→ **What you have to do**: How many of the lines below contain the word "facial"? Reply with the number alone.

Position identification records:
§

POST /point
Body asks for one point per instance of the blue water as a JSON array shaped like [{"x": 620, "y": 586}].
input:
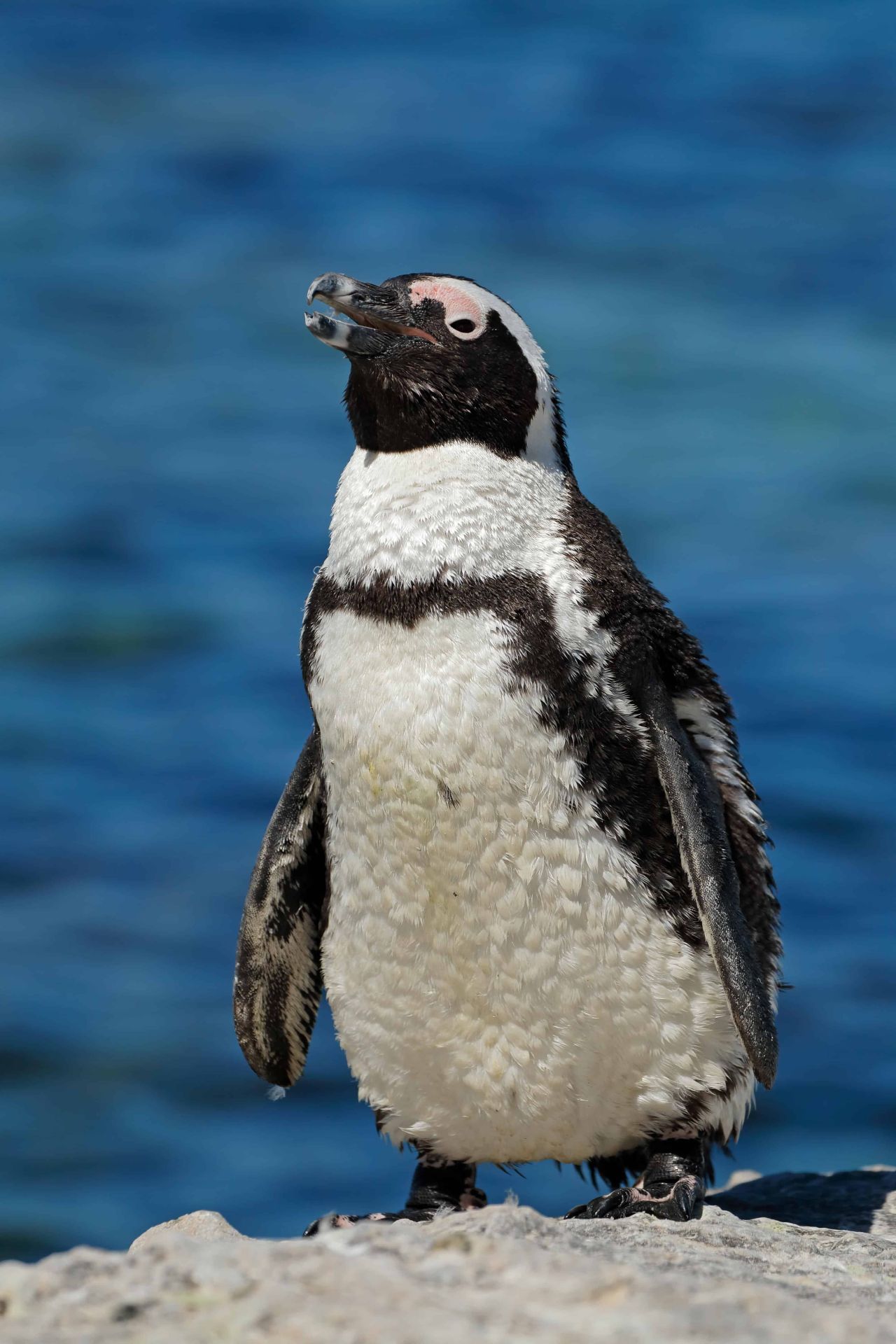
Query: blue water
[{"x": 694, "y": 207}]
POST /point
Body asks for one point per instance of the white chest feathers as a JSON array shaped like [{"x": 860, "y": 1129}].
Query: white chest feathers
[{"x": 498, "y": 977}]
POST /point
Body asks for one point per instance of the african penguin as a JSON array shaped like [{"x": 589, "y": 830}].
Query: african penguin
[{"x": 519, "y": 848}]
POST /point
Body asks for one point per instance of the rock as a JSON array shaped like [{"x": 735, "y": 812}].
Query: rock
[
  {"x": 774, "y": 1260},
  {"x": 204, "y": 1225}
]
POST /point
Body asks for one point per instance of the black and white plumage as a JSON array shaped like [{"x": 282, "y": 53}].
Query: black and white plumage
[{"x": 519, "y": 850}]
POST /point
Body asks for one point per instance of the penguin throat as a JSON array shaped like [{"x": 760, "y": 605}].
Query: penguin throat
[{"x": 396, "y": 416}]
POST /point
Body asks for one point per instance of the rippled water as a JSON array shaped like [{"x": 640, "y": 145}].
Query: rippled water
[{"x": 694, "y": 209}]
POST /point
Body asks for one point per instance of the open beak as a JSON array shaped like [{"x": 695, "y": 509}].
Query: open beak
[{"x": 379, "y": 316}]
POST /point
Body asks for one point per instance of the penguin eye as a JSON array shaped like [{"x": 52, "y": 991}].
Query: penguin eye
[{"x": 465, "y": 327}]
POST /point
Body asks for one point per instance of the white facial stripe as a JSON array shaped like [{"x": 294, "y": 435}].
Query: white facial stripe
[{"x": 539, "y": 447}]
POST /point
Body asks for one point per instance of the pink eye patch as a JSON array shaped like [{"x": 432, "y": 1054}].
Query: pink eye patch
[{"x": 458, "y": 305}]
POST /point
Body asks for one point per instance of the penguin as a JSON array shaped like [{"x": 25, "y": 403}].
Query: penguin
[{"x": 519, "y": 850}]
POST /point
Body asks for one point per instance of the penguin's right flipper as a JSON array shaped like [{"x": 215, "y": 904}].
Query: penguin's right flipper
[
  {"x": 279, "y": 984},
  {"x": 699, "y": 823}
]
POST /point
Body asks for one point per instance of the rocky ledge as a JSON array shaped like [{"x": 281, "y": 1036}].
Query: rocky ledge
[{"x": 777, "y": 1259}]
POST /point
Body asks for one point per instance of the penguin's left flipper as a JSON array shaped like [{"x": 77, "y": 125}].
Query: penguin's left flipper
[
  {"x": 672, "y": 1187},
  {"x": 277, "y": 987},
  {"x": 699, "y": 823}
]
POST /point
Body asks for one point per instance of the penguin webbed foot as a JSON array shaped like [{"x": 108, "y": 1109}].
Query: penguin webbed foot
[
  {"x": 672, "y": 1187},
  {"x": 680, "y": 1203},
  {"x": 438, "y": 1187},
  {"x": 412, "y": 1215}
]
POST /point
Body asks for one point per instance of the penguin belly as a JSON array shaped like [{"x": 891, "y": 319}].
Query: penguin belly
[{"x": 500, "y": 980}]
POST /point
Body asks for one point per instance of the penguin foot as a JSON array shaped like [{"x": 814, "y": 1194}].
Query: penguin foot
[
  {"x": 476, "y": 1199},
  {"x": 672, "y": 1187},
  {"x": 679, "y": 1203},
  {"x": 438, "y": 1187},
  {"x": 412, "y": 1215}
]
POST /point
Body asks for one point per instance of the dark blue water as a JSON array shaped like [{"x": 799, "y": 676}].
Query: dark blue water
[{"x": 694, "y": 207}]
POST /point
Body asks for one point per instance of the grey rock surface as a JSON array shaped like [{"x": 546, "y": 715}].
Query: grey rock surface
[{"x": 778, "y": 1259}]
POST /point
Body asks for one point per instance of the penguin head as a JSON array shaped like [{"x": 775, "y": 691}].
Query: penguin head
[{"x": 438, "y": 359}]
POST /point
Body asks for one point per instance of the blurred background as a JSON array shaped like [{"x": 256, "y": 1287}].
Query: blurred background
[{"x": 692, "y": 204}]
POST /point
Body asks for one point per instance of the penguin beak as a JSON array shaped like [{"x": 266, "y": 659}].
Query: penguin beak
[{"x": 381, "y": 316}]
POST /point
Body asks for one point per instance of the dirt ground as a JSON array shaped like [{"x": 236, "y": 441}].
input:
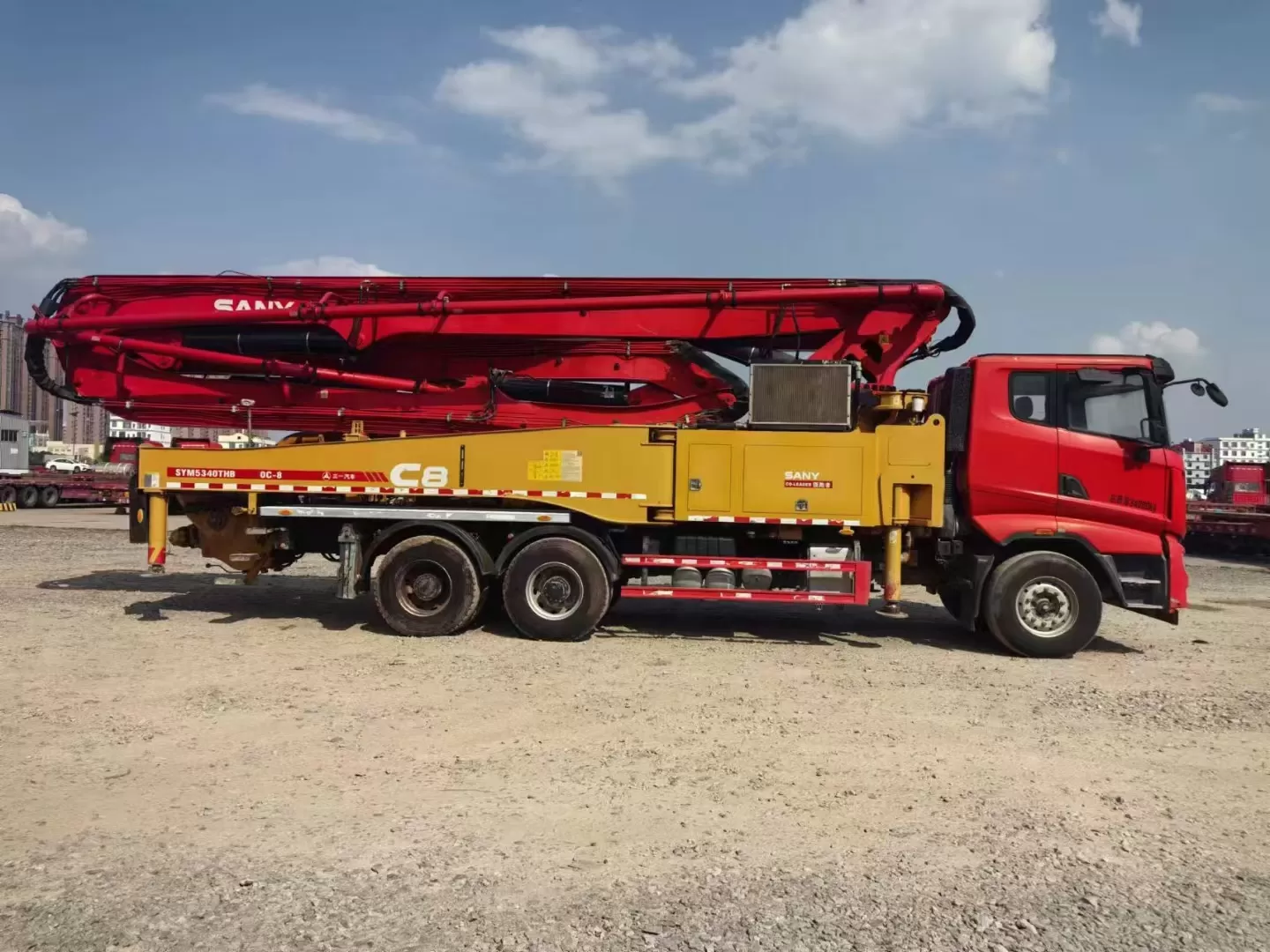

§

→ **Task output**: 2